▶ [YOUR GOAL]: Please identify every line below that contains the string "outline", with case counting, and copy each of those lines in full.

▶ [RECORDS FOR THIS TASK]:
* Start *

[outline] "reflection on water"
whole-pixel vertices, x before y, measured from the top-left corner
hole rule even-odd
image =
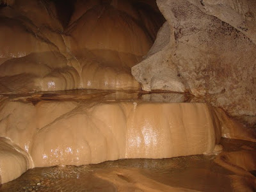
[[[256,143],[222,139],[224,152],[163,159],[121,159],[79,167],[36,168],[3,184],[1,191],[253,191]],[[236,154],[239,154],[236,156]],[[248,159],[243,171],[246,154]],[[229,163],[228,157],[232,156]],[[254,159],[255,158],[255,159]],[[221,161],[225,159],[225,164]],[[235,161],[233,161],[236,159]],[[218,160],[218,161],[217,161]],[[223,162],[224,162],[223,161]],[[241,163],[242,162],[242,163]],[[229,166],[227,166],[226,164]],[[237,164],[235,164],[237,163]],[[249,165],[248,165],[249,164]],[[231,167],[231,168],[230,168]],[[241,168],[241,167],[239,168]],[[246,170],[245,169],[247,169]],[[252,170],[251,170],[252,169]],[[254,176],[253,176],[254,175]],[[154,191],[156,190],[156,191]]]
[[[31,93],[0,94],[15,100],[26,100],[34,104],[44,100],[140,100],[148,102],[187,102],[192,96],[188,93],[173,92],[143,92],[136,91],[116,91],[100,90],[74,90],[58,92],[42,92]],[[204,102],[204,101],[203,101]]]

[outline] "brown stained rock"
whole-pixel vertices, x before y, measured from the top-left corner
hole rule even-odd
[[[256,115],[254,28],[246,33],[231,20],[232,15],[222,20],[212,16],[220,12],[212,8],[209,14],[196,1],[157,1],[167,22],[132,74],[143,90],[188,90],[231,115]],[[221,1],[223,9],[226,1]]]

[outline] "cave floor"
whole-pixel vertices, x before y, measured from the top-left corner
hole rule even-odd
[[[1,191],[253,191],[256,143],[221,139],[223,151],[163,159],[35,168]]]

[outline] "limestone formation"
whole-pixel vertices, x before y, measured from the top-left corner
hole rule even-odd
[[[167,21],[132,68],[143,90],[189,92],[255,124],[255,1],[157,3]]]
[[[150,1],[77,1],[64,28],[52,1],[4,1],[0,92],[139,90],[131,67],[147,54],[164,19]]]
[[[29,163],[27,155],[28,164],[22,166],[26,157],[15,155],[13,163],[22,167],[11,176],[1,172],[2,182],[33,166],[212,153],[221,136],[215,112],[204,103],[26,100],[29,100],[1,99],[0,136],[10,138],[31,158]],[[8,157],[1,157],[6,170]]]

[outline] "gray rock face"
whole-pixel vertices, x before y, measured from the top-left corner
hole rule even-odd
[[[232,116],[253,118],[256,2],[217,1],[157,1],[167,21],[132,74],[144,90],[189,91]]]

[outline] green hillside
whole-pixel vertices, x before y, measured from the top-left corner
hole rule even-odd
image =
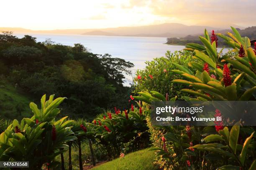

* End *

▶ [OUTPUT FOR THIS EXERCISE]:
[outline] "reflection on water"
[outline] "brown stained rock"
[outline] "cave floor"
[outline] "limestone formation"
[outline] "gray rock face"
[outline] green hillside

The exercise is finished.